Problem:
Go through the entries below and print each one exactly.

[Start of section]

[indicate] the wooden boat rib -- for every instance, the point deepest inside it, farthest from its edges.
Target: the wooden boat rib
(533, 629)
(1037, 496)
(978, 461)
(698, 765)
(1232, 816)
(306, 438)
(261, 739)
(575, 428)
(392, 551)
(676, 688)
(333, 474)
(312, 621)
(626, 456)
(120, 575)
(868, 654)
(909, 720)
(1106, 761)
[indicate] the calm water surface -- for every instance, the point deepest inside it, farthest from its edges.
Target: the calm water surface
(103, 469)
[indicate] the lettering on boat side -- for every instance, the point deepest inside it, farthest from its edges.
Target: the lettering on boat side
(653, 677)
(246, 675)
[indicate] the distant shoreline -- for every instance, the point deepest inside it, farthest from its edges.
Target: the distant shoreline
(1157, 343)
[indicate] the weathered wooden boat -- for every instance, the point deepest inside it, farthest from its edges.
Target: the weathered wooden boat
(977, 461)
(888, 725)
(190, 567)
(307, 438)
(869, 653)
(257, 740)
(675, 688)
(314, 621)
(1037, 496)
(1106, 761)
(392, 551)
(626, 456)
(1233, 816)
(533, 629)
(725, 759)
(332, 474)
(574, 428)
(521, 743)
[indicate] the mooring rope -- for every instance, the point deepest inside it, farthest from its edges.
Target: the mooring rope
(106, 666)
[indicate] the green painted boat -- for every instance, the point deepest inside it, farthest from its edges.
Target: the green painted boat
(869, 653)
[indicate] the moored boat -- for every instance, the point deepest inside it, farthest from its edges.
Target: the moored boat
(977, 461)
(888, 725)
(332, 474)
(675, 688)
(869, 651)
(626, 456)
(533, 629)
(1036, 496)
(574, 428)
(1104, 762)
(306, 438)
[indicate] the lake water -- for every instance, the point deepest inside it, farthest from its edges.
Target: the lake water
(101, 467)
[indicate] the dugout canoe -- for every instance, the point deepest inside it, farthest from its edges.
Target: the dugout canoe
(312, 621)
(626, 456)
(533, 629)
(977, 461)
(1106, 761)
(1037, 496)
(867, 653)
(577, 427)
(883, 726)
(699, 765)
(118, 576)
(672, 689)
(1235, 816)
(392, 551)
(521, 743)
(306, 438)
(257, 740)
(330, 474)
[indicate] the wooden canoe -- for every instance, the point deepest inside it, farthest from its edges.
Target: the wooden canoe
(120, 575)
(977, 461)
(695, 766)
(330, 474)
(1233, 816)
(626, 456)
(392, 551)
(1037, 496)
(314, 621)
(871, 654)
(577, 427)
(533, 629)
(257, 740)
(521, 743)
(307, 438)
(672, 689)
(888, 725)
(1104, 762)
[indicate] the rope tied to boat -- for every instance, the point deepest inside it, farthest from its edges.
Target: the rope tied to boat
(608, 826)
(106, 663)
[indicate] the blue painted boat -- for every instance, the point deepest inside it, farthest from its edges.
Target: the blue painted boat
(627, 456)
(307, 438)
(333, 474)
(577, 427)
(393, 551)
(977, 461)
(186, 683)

[End of section]

Task solution:
[indicate] the wooden boat rib -- for every instance, the point deepest inside it, farthest from its edges.
Target: the wooden boat rib
(533, 629)
(1037, 496)
(978, 461)
(698, 765)
(1232, 816)
(306, 438)
(261, 739)
(575, 428)
(392, 551)
(676, 688)
(333, 474)
(312, 621)
(626, 456)
(120, 575)
(868, 654)
(909, 720)
(1106, 761)
[indicate] the calm water surface -- for every instance, the point deepest inside it, farthest from its edges.
Target: the calm water surface
(103, 469)
[indicate] the lettering on boat side -- for every instance, the point deepest inside it, farthest from its edges.
Target: the lettering on boat side
(653, 677)
(246, 675)
[indicate] the distant shoreline -- for every instance, the point deepest inside it, farthest from its edges.
Target: the distant shoreline
(1157, 343)
[indicate] the weathered wooden boat -- for every instance, the point deepest inside it, farthest from its edges.
Target: the weathered wooden boat
(977, 461)
(888, 725)
(190, 567)
(307, 438)
(869, 653)
(257, 740)
(675, 688)
(314, 621)
(1037, 496)
(1106, 761)
(392, 551)
(626, 456)
(1233, 816)
(533, 629)
(725, 759)
(332, 474)
(574, 428)
(521, 743)
[indicate] the mooring rope -- for every instance, the point deepest inside it, farthest from its edges.
Target: the mooring rope
(106, 666)
[indicate] the green painted boat -- for every instance, the point deepest inside it, farthest from its edges.
Target: the green painted boat
(869, 653)
[indicate] the moored boat -- for every instance, the point deepest inside it, farthest from its edges.
Target: the moored boat
(977, 461)
(888, 725)
(332, 474)
(675, 688)
(869, 651)
(626, 456)
(533, 629)
(1036, 496)
(574, 428)
(1104, 762)
(306, 438)
[indicate] the lake water -- for every instance, the point deepest inside it, farthest from its edges.
Target: the lake water
(101, 467)
[indicate] the dugout canoe -- for every instance, the point deepest inside it, farthest from its edges.
Target: the dugout canoe
(312, 621)
(626, 456)
(533, 629)
(977, 461)
(1106, 761)
(1037, 496)
(867, 653)
(577, 427)
(883, 726)
(699, 765)
(118, 576)
(672, 689)
(1235, 816)
(392, 551)
(521, 743)
(306, 438)
(257, 740)
(330, 474)
[indicate] the wooden canoe -- for every instance, the point deepest inside it, farthest from its edges.
Target: the wooden canoe
(120, 575)
(977, 461)
(695, 766)
(330, 474)
(1233, 816)
(626, 456)
(392, 551)
(1037, 496)
(314, 621)
(871, 654)
(577, 427)
(533, 629)
(257, 740)
(521, 743)
(307, 438)
(672, 689)
(888, 725)
(1104, 762)
[indicate] the rope tied to boat -- for every instance, the point deepest inside it, farthest from its edges.
Target: the rope tied to boat
(608, 826)
(106, 663)
[indicate] the blue painted boat -- for every instance, the point deepest inside it, farthest from its edges.
Target: the blue painted boat
(627, 456)
(307, 438)
(333, 474)
(577, 427)
(393, 551)
(977, 461)
(186, 683)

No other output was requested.